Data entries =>
Begin

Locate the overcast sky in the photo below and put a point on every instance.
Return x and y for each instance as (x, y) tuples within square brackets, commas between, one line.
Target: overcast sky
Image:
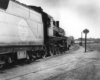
[(74, 15)]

End

Written problem => Could you copy out every line of the data above, leaving out the pictures, and offset each coordinate in the answers by -88?

Completed exercise =>
Locate the overcast sky in the photo below and put a point on every instance.
Return x and y for each instance as (x, y) tuples within square brackets, commas between, one line.
Target: overcast sky
Image:
[(-14, -73)]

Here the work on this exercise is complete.